WHAT YOU NEED TO DO: A word-for-word copy of the following listing is needed. Leave out its images.

DATA:
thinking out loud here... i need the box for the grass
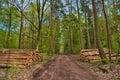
[5,67,19,80]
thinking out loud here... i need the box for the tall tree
[6,0,12,48]
[69,0,73,53]
[112,0,120,52]
[3,0,12,48]
[49,0,60,54]
[49,0,54,54]
[19,0,24,48]
[101,0,113,60]
[91,0,106,62]
[35,0,47,50]
[82,0,91,49]
[76,0,84,50]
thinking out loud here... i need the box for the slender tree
[5,0,12,48]
[49,0,53,54]
[82,0,91,49]
[91,6,97,48]
[35,0,47,50]
[76,0,84,50]
[91,0,106,63]
[85,14,91,49]
[101,0,113,60]
[69,0,73,53]
[19,0,24,48]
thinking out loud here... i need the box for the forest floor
[0,54,120,80]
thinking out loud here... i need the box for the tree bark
[91,7,97,48]
[19,0,24,49]
[68,25,73,53]
[35,0,46,50]
[6,2,12,48]
[76,0,84,50]
[84,5,91,49]
[49,0,53,54]
[91,0,107,63]
[101,0,113,61]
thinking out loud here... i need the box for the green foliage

ANSWER SPACE:
thinking out loud here... i need the box for the grass
[5,67,19,80]
thinking out loud here... i need the box for the tall tree
[6,0,12,48]
[69,0,73,53]
[112,0,120,52]
[3,0,12,48]
[49,0,60,54]
[49,0,54,54]
[19,0,24,48]
[101,0,113,60]
[91,0,106,62]
[35,0,47,50]
[82,0,91,49]
[76,0,84,50]
thinking out loud here... i need the box for the slender tree
[5,0,12,48]
[49,0,53,54]
[82,0,91,49]
[91,6,97,48]
[35,0,47,50]
[76,0,84,50]
[91,0,106,63]
[85,14,91,49]
[101,0,113,60]
[69,0,73,53]
[19,0,24,48]
thinking out loud here... i need the box for the forest floor
[0,54,120,80]
thinking out loud here... i need the box for the tree bark
[91,7,97,48]
[19,0,24,49]
[68,25,73,53]
[35,0,46,50]
[6,2,12,48]
[76,0,84,50]
[84,5,91,49]
[49,0,53,54]
[91,0,107,63]
[101,0,113,61]
thinking out loud here... i need the box for the green foliage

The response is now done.